> WHAT YOU WILL DO:
A word-for-word copy of the data is what's wanted, with no pictures.

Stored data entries
-.-.-

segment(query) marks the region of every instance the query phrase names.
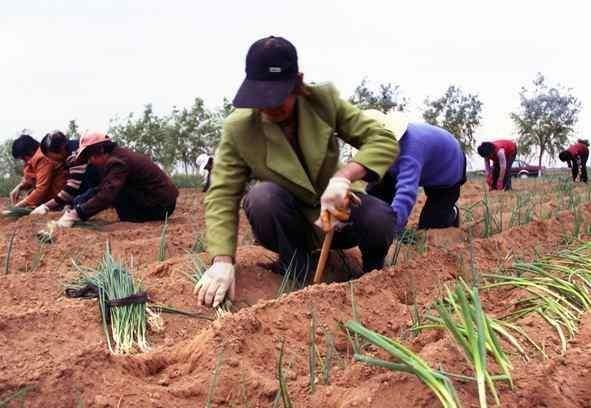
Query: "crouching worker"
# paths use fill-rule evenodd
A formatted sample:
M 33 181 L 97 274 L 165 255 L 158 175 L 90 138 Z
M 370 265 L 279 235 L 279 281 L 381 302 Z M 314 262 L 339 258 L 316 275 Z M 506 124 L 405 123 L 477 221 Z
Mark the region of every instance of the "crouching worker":
M 15 207 L 37 207 L 56 197 L 66 183 L 65 170 L 43 154 L 39 142 L 29 135 L 19 136 L 12 144 L 12 156 L 25 162 L 23 179 L 10 192 Z M 21 201 L 24 191 L 32 190 Z
M 560 152 L 558 158 L 560 161 L 566 162 L 572 170 L 573 181 L 577 181 L 577 176 L 580 174 L 580 181 L 587 182 L 587 159 L 589 158 L 589 142 L 587 140 L 577 140 L 577 143 Z
M 111 207 L 119 220 L 130 222 L 164 220 L 173 213 L 178 190 L 147 156 L 90 132 L 80 139 L 76 160 L 98 167 L 101 182 L 73 199 L 74 208 L 65 211 L 58 226 L 71 227 Z
M 307 85 L 294 46 L 280 37 L 256 41 L 246 56 L 246 80 L 224 122 L 211 186 L 205 197 L 207 249 L 213 265 L 199 281 L 200 304 L 233 298 L 238 212 L 243 201 L 255 238 L 311 278 L 310 251 L 322 242 L 314 221 L 346 209 L 358 180 L 379 180 L 396 158 L 391 131 L 341 99 L 330 84 Z M 339 166 L 338 139 L 359 149 Z M 339 168 L 340 167 L 340 168 Z M 362 189 L 361 189 L 362 190 Z M 364 272 L 382 268 L 394 234 L 392 209 L 360 194 L 348 222 L 336 229 L 333 248 L 359 246 Z M 331 225 L 334 227 L 334 224 Z
M 395 114 L 377 110 L 366 114 L 395 131 Z M 410 123 L 398 141 L 400 156 L 380 183 L 371 184 L 368 193 L 386 201 L 394 210 L 394 232 L 400 233 L 423 187 L 427 201 L 419 217 L 419 229 L 458 227 L 456 202 L 466 182 L 466 156 L 448 131 L 425 123 Z
M 517 156 L 517 145 L 512 140 L 483 142 L 478 154 L 484 158 L 486 183 L 490 190 L 511 190 L 511 166 Z M 493 162 L 491 171 L 490 162 Z
M 78 140 L 68 139 L 59 130 L 48 133 L 41 140 L 40 147 L 43 154 L 64 166 L 66 184 L 54 198 L 35 208 L 31 215 L 45 215 L 49 211 L 59 211 L 65 205 L 71 205 L 77 195 L 98 186 L 100 182 L 98 169 L 87 163 L 76 162 L 78 145 Z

-.-.-

> SOLVED EXERCISE:
segment(query) marks the region of every instance the query phrase names.
Query: "crouching worker"
# paths use fill-rule evenodd
A formatted sample:
M 33 181 L 97 274 L 165 255 L 158 175 L 90 138 Z
M 370 265 L 279 235 L 279 281 L 381 302 Z M 314 262 L 339 258 L 316 275 Z M 506 124 L 405 123 L 477 221 Z
Mark the region of every instance of the "crouching worker":
M 15 207 L 37 207 L 56 197 L 66 183 L 65 170 L 43 154 L 39 142 L 29 135 L 19 136 L 12 144 L 12 156 L 25 162 L 23 179 L 10 192 Z M 21 201 L 24 191 L 32 190 Z
M 560 152 L 558 158 L 560 161 L 566 162 L 572 170 L 573 181 L 577 181 L 577 176 L 580 174 L 580 181 L 587 182 L 587 159 L 589 158 L 589 142 L 587 140 L 577 140 L 577 143 Z
M 111 207 L 119 220 L 130 222 L 164 220 L 173 213 L 178 190 L 147 156 L 90 132 L 80 139 L 76 160 L 98 167 L 101 182 L 73 199 L 74 208 L 65 211 L 58 226 L 71 227 Z
M 307 85 L 294 46 L 280 37 L 256 41 L 246 56 L 246 80 L 224 122 L 211 186 L 205 197 L 207 249 L 213 265 L 199 281 L 200 304 L 233 298 L 238 212 L 243 201 L 255 238 L 311 278 L 310 251 L 322 242 L 314 221 L 346 209 L 358 180 L 379 180 L 396 158 L 391 131 L 341 99 L 330 84 Z M 339 166 L 338 139 L 359 149 Z M 339 168 L 340 167 L 340 168 Z M 362 189 L 361 189 L 362 190 Z M 364 272 L 382 268 L 394 234 L 392 209 L 360 194 L 348 222 L 336 229 L 333 248 L 359 246 Z M 331 225 L 334 227 L 334 224 Z
M 395 114 L 377 110 L 366 114 L 395 131 Z M 410 123 L 398 141 L 400 156 L 380 183 L 371 184 L 368 193 L 386 201 L 394 210 L 394 232 L 400 233 L 423 187 L 427 201 L 419 217 L 419 229 L 458 227 L 456 202 L 466 182 L 466 156 L 448 131 L 425 123 Z
M 517 156 L 517 145 L 512 140 L 483 142 L 478 154 L 484 158 L 486 183 L 490 190 L 511 190 L 511 166 Z M 493 162 L 491 171 L 490 162 Z
M 78 140 L 68 139 L 59 130 L 48 133 L 41 140 L 40 147 L 43 154 L 64 166 L 66 184 L 54 198 L 35 208 L 31 215 L 45 215 L 49 211 L 59 211 L 65 205 L 71 205 L 77 195 L 98 186 L 100 182 L 98 169 L 87 163 L 76 162 L 78 145 Z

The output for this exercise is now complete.